-- START Extract provided --
# Exploratory Data Analysis using Dask

Hi Kagglers, this is the first notebook I'm sharing on Kaggle. I've used dask dataframes to keep the memory usage low. This notebook is just for EDA. Let me know if it helped you in any way or if you have suggestions for better code, presentation, etc. Thanks!

In [None]:
import pandas as pd
import numpy as np

import dask
import dask.dataframe as dd

import matplotlib.pyplot as plt
import seaborn as sns

from itertools import chain

## Data loading
Load a sample of the data using pandas

In [None]:
path_append = '/kaggle/input/riiid-test-answer-prediction/'
train_data = pd.read_csv(path_append + 'train.csv', nrows=1000)

In [None]:
train_data.info()

In [None]:
train_data.head()

## Data loading using dask

In [None]:
# Load data using dask

train_data_dd = dd.read_csv(path_append + "train.csv", low_memory=False) # Lazy evaluation - doesn't actually load until .compute() is called

Calling `dask.compute()` with multiple objects allows for shared computation steps, e.g., file loading, and reduces overall runtime

In [None]:
# Calling dask.compute() with multiple objects allows for shared computation steps, e.g., file loading, and reduces overall runtime
num_content_ids, num_task_ids, num_content_types = dask.compute(train_data_dd['content_id'].nunique(),\
                                                               train_data_dd['task_container_id'].nunique(),\
                                                               train_data_dd['content_type_id'].nunique())
print("Unique content IDs: {}".format(num_content_ids))
print("Unique task container IDs: {}".format(num_task_ids))
print("Number of content types: {}".format(num_content_types))

In [None]:
# How many users in total?

print("Total number of users: {}".format(train_data_dd['user_id'].nunique().compute()))

In [None]:
# What proportion of all answers are correct?

print("Overall answer correctness rate: {:.2f}%".format(train_data_dd[train_data_dd['content_type_id']==0]['answered_correctly'].mean().compute() * 100))
-- END Extract provided --
-- START Supplied material --
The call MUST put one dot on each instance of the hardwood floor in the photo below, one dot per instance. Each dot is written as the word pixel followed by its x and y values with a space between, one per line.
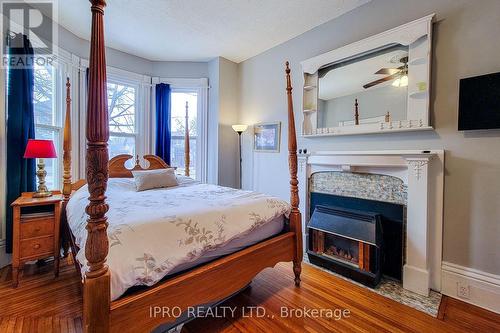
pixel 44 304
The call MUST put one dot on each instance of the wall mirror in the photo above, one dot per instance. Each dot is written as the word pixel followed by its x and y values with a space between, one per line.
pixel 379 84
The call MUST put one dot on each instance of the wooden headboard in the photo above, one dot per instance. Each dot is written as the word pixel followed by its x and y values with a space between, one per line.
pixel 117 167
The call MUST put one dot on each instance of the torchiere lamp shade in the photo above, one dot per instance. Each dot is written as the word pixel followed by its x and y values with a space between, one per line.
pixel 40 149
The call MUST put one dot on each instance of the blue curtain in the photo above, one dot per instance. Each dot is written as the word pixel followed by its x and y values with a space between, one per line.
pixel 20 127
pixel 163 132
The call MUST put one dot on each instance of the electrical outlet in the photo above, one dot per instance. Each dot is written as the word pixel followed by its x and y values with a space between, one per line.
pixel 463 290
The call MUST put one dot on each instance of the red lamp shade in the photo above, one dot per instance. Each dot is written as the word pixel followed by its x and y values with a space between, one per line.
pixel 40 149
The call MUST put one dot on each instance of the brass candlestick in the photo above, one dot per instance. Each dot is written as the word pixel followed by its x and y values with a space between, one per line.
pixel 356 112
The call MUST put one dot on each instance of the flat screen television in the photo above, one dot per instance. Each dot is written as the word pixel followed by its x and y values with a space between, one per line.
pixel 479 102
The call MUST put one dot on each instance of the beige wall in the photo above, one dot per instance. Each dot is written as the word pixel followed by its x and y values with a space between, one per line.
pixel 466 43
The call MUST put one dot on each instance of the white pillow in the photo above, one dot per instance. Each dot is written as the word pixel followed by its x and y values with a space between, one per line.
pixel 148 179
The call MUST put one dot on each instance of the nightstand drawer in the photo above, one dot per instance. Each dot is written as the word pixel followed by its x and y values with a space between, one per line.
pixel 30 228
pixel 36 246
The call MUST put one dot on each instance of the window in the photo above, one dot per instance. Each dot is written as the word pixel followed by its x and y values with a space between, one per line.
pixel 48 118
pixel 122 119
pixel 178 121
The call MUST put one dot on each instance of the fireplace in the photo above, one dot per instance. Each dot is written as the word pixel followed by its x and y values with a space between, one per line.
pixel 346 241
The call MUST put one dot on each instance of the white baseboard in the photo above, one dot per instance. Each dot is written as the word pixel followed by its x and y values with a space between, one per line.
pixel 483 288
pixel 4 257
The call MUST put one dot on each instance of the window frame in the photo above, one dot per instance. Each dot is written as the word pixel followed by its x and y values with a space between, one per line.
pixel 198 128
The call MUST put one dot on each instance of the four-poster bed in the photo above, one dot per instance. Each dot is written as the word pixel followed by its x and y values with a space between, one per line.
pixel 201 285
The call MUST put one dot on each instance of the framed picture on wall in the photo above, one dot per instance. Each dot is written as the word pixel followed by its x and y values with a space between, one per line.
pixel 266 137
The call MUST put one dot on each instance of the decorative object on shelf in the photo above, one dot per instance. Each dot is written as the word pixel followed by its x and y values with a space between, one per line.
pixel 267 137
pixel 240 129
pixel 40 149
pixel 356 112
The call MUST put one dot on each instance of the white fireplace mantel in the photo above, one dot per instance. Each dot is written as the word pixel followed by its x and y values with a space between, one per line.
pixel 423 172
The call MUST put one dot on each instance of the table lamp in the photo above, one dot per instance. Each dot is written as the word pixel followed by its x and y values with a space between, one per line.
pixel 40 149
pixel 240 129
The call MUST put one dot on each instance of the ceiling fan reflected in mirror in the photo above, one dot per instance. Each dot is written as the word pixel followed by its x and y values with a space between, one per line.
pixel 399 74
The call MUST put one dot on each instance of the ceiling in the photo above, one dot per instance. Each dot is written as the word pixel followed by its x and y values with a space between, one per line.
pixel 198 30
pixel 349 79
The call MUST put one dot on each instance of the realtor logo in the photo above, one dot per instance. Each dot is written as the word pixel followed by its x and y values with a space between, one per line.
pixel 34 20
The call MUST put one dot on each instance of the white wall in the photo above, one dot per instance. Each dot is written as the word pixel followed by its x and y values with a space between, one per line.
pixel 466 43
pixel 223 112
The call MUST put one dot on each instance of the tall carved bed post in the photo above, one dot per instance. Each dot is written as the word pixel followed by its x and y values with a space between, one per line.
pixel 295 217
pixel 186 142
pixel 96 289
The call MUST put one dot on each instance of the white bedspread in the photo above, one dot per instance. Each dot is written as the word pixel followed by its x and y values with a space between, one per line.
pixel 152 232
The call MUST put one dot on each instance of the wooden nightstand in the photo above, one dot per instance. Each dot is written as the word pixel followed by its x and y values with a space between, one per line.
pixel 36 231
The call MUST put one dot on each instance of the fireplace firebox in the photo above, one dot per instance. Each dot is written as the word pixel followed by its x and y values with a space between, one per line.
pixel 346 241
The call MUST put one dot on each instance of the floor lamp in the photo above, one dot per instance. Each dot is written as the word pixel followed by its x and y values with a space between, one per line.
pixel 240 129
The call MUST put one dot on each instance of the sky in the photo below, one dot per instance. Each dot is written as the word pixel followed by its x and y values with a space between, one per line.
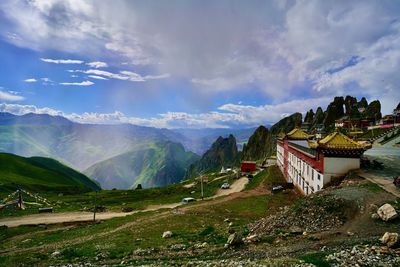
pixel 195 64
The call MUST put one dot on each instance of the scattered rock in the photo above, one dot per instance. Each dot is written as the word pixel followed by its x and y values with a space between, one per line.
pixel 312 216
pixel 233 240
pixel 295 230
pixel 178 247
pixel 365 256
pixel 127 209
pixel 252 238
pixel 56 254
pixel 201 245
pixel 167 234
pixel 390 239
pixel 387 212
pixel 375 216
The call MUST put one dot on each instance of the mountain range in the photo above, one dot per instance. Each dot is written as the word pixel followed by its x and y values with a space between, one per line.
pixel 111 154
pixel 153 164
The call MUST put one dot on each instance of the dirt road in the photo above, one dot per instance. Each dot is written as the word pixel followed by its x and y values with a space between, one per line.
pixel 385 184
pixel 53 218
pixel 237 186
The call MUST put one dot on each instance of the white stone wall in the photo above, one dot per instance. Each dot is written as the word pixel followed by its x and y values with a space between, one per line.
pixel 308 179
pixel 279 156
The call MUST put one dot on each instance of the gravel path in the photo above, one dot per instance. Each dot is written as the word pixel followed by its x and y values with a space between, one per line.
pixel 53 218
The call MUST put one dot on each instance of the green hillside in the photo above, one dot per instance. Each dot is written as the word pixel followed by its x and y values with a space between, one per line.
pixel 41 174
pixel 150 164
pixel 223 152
-- END Supplied material --
» **Exercise directions**
Answer these questions about the Dask notebook:
1. How many rows of train.csv does the pandas sample load?
2. According to the code comment, when does `dd.read_csv` actually load the data?
3. What value of `content_type_id` does the correctness-rate line filter on?

» **Response below**
1. 1,000 rows (`nrows=1000`).
2. Only when `.compute()` is called.
3. 0.